ENTRIES SHOWN:
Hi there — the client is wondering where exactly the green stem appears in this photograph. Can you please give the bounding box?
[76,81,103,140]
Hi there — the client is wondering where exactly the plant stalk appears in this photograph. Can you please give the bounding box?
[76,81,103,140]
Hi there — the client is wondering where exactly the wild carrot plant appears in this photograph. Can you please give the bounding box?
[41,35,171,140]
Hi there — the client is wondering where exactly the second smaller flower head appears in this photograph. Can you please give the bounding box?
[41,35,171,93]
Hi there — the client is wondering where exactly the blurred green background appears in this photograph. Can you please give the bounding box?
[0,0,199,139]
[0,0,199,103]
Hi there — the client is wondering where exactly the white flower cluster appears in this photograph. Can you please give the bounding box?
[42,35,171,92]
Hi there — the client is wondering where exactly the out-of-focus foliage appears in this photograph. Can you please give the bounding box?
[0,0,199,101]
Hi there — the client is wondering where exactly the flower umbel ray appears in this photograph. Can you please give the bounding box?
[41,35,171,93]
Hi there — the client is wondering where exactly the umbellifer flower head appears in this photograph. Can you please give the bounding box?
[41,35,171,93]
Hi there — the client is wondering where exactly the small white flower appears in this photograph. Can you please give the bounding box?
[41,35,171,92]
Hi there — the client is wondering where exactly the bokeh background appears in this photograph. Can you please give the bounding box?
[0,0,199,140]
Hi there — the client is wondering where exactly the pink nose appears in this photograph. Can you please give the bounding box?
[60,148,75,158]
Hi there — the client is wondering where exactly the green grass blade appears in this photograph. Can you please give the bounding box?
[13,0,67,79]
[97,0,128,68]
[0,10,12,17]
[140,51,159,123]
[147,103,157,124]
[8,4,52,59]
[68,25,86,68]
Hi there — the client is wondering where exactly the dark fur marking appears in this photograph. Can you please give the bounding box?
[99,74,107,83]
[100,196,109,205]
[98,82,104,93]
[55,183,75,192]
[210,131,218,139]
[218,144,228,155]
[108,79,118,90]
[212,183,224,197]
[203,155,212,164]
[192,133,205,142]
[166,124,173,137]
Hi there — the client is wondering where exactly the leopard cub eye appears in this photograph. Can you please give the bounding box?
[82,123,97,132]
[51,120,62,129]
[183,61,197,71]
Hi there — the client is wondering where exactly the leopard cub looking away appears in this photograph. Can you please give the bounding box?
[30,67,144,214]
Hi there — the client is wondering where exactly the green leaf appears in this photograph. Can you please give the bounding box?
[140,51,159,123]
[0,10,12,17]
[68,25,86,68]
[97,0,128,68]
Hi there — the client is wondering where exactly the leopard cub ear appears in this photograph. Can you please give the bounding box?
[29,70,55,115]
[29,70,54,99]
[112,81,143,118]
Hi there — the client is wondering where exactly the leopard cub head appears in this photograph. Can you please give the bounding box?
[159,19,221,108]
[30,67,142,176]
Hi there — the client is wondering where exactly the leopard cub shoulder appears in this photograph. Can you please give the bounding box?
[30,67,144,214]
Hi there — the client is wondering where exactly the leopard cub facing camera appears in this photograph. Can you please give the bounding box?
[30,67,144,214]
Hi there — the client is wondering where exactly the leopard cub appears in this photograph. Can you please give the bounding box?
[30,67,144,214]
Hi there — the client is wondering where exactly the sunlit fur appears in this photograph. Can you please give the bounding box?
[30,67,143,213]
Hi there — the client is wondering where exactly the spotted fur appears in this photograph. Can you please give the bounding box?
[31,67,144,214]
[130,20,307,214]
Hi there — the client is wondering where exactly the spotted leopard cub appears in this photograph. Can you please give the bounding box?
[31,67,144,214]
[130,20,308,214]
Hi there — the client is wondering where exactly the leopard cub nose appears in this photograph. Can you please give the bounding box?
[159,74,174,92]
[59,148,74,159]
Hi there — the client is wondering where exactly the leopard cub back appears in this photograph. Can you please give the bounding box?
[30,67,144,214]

WHAT YOU WILL DO:
Lay out the records above as a numbered list, from the line that contains "Hi there — the client is wondering where exactly the flower" up to and including the line that contains "[166,124,173,137]", leaving out any blank lines.

RESULT FOR THIS TASK:
1. Hi there — the client is wondering where exactly the flower umbel ray appears in this photograph. Can you please give the bounding box?
2. [41,35,171,93]
3. Hi there — the client is wondering where exactly the umbellifer flower head appears in this photograph. Can you please give the bounding box?
4. [41,35,171,93]
5. Hi there — the client is wondering where exactly the small white flower appears in this photograph. Can you please give the bounding box?
6. [41,35,171,92]
7. Hi there — the client is wondering where exactly the bokeh background appears in this photograph. Can you please give the bounding box?
8. [0,0,199,140]
9. Hi there — the client is wondering where exactly the pink nose appears in this photograph. Can you please give the bounding box?
10. [60,148,75,158]
11. Hi there — the client is wondering where exactly the green grass blade appears in this photograph. Can you please give the bounding box?
12. [13,0,67,79]
13. [97,0,128,68]
14. [0,10,12,17]
15. [140,51,159,123]
16. [147,103,157,124]
17. [8,4,52,59]
18. [68,25,86,68]
19. Hi there — the client is wondering where exactly the dark fur marking appears in this photograph. Can you please give the bounding box?
20. [99,74,107,83]
21. [100,196,109,205]
22. [98,82,104,93]
23. [55,183,75,192]
24. [210,131,218,139]
25. [218,144,228,155]
26. [108,79,118,90]
27. [212,183,224,197]
28. [203,155,212,164]
29. [192,133,205,142]
30. [166,124,173,137]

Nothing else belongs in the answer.